**Selected extract:**
##############################
Skip to content

Encoder FFmpeg NVENC

Xaymar edited this page May 16, 2023 · 64 revisions

NVIDIA NVENC (via FFmpeg) 🟢Windows Linux

With the new NVIDIA NVENC integration through FFmpeg you can achieve greater recording and stream quality, at no extra expense. Since it simply uses the FFmpeg integration and exposes it to OBS Studio, including all the necessary zero-copy logic, you can switch your stream over, set some parameters, and get started with a higher quality stream right now!

Version Information
Status Version
🔴Added 0.8
🟠Unstable 0.9
🟢Stable 0.12.0a279
⚠️Deprecated N/A
❌Removed N/A

Settings

This encoder shares some settings between all other FFmpeg based encoders. Please take a look at this document to learn more about them.

Preset (-preset)

Changes the default values for all encoder settings except for a few FFmpeg settings like Bitrate, which can give a good baseline for your own configuration. The default value for fields varies between -1, 0 or an actual Default entry due to limitation with OBS's properties UI.

Tune (-tune)

Defines the tune which the encoder should have, if supported by the hardware. Available with FFmpeg 4.4 and OBS Studio 27.2.x.

H264

Settings exclusive to H.264/AVC encoding.

Profile (-profile)

The profile determines which features in the codec are supposed to be enabled, with each higher option requiring additional encoder work. While the Baseline profile has the widest support compared to Main or High, most devices released within the last 5-10 years should have no issues with High.

Generally it is recommended to either pick Main if you're targeting devices around the iPhone 3 timespan, and High if you're targeting devices within the last 8 years. If the platform offers transcoding, you can freely choose the High profile, with some exceptions (such as Mixer and WebRTC based platforms).

Level (-level)

Level determines the maximum macroblocks per second, which limits the resolution and framerate, while also affecting some other things like the maximum number of B-Frames. This setting is best left at Automatic, as the encoder knows what the ideal setting is for the given resolution, framerate, profile, tier and bitrate.

H265

Settings exclusive to H.265/HEVC encoding.

Profile (-profile)

The profile determines which features of the codec are available and enabled, while also affecting other restrictions. The Main profile is capable of 8-bit, Main 10-bit is capable of 10-bit, and Range Extended is capable of more than 10-bit. Any of these profiles are capable of 4:2:0, 4:2:2 and 4:4:4, however the support depends on the installed hardware.

Tier (-tier)
##############################
**Problems:**
a) Retype the section of the NVENC encoder page that begins with the words "Preset (-preset)" and ends after the words "OBS Studio 27.2.x.".
b) Write the next part of the NVENC encoder page, starting right after its final line.

**Dataset content:**
##############################
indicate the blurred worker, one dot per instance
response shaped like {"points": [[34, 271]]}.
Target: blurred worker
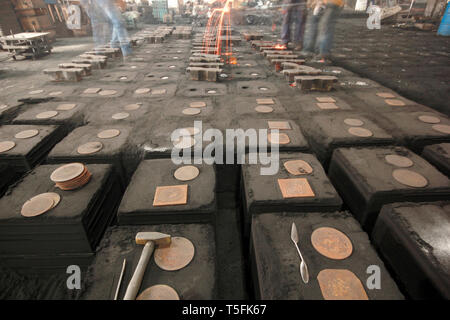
{"points": [[320, 25], [293, 11], [106, 10]]}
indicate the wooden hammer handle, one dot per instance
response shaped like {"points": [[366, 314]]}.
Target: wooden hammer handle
{"points": [[136, 280]]}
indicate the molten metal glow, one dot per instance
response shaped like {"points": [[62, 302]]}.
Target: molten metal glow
{"points": [[219, 24]]}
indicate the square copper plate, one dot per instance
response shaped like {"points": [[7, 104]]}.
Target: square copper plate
{"points": [[327, 105], [280, 125], [325, 99], [170, 195], [295, 188], [265, 101]]}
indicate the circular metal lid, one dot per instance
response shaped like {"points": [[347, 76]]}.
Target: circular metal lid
{"points": [[197, 104], [120, 115], [184, 142], [394, 102], [36, 92], [298, 167], [353, 122], [67, 172], [55, 93], [331, 243], [410, 178], [398, 161], [186, 173], [37, 206], [27, 134], [191, 111], [6, 145], [175, 257], [66, 106], [360, 132], [159, 292], [132, 107], [429, 119], [263, 109], [189, 131], [142, 90], [108, 134], [340, 284], [107, 92], [443, 128], [90, 147], [283, 138], [385, 95], [46, 114]]}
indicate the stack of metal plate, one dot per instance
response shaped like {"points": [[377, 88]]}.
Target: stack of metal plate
{"points": [[23, 146], [59, 228]]}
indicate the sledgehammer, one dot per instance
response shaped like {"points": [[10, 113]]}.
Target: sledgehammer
{"points": [[149, 240]]}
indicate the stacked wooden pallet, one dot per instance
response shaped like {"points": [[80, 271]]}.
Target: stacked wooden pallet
{"points": [[8, 21], [28, 44]]}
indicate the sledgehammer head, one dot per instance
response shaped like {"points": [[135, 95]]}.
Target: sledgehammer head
{"points": [[161, 240]]}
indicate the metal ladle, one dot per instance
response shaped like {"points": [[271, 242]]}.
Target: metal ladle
{"points": [[303, 268]]}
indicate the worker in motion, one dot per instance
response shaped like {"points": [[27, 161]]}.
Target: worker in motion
{"points": [[293, 11]]}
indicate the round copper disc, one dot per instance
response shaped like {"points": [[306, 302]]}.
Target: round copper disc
{"points": [[298, 167], [36, 91], [67, 172], [385, 95], [26, 134], [341, 284], [132, 107], [120, 115], [90, 147], [184, 142], [6, 145], [197, 104], [353, 122], [331, 243], [263, 109], [191, 111], [398, 161], [37, 206], [283, 138], [394, 102], [429, 119], [107, 92], [108, 134], [410, 178], [66, 106], [443, 128], [186, 173], [159, 292], [142, 91], [360, 132], [46, 114], [175, 257]]}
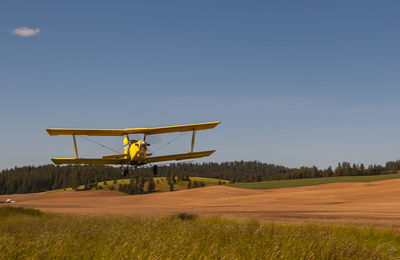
##############################
**Responses to the tasks:**
a)
Preset (-preset)

Changes the default values for all encoder settings except for a few FFmpeg settings like Bitrate, which can give a good baseline for your own configuration. The default value for fields varies between -1, 0 or an actual Default entry due to limitation with OBS's properties UI.

Tune (-tune)

Defines the tune which the encoder should have, if supported by the hardware. Available with FFmpeg 4.4 and OBS Studio 27.2.x.

b)
Bitrate limitations are controlled with the Tier and Level setting. The Main tier is usually meant for network streaming, while the High tier is more aimed towards intermediate storage.

Level (-level)

Just like in H264/AVC, the Level determines the maximum macroblocks and the maximum bitrate as well. This affects the maximum possible resolution and quality at any given level. Unlike H264/AVC however, the support for Levels, Tiers and Profiles depends on the power of the target device instead of the age. This setting is best left at Automatic, as the encoder knows what the ideal setting is for the given resolution, framerate, profile, tier and bitrate.

Rate Control Options

Settings that control the final quality and size.

Mode (-rc)

NVIDIAs NVENC offers several different options for bitrate control, such as CBR, VBR, CQP and CQ. Each mode has different targets, which have to be taken into account when selecting the mode to use:

  • Constant Quantization Parameter (CQP) is used for indistinguishable or lossless recording. It produces constant compression output, based on the values set in the Quantization Parameters, with lower values being large while also being higher quality.
  • Constant Bitrate (CBR) is used for streaming on older protocols where a relatively constant and controllable packet size matters a lot. CBR uses the Buffer Size and Bitrate Limits to achieve its goal. There is also a High Quality variant of this which enables additional options by default.
  • Variable Bitrate (VBR) is used for local archiving as well as for modern streaming protocols. It can save space when there isn't much to encode, which pushing out high quality content when it matters. VBR uses the Buffer Size, Bitrate Limits and Quantization Parameters to achieve its goal. This also comes with a High Quality variant that enables additional options by default.
    • Constant Quality (CQ) is a subset of VBR which attempts to achieve a certain quality level. It works similar to x264s CRF, but is not a replacement for CRF and should not be treated as CRF. It requires that the Buffer Size and Target Bitrate are set to 0, while Target Quality is set to any value equal to or above 1.0.

Two Pass (-2pass)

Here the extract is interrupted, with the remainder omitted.